Collected data entries
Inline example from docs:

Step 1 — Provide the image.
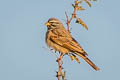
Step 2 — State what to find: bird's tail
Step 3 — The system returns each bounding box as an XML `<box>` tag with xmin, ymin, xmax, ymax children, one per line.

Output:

# Your goal:
Reproduce the material with "bounding box" replaced by "bounding rectangle" and every other line unchanged. Omit the pictures from the output.

# Answer to this problem:
Inline example from docs:

Step 1 — Provide the image.
Step 2 — State what to find: bird's tail
Step 3 — The system returns each bounding rectangle as an XML `<box>` tag with xmin, ymin, xmax, ymax children, one per line.

Output:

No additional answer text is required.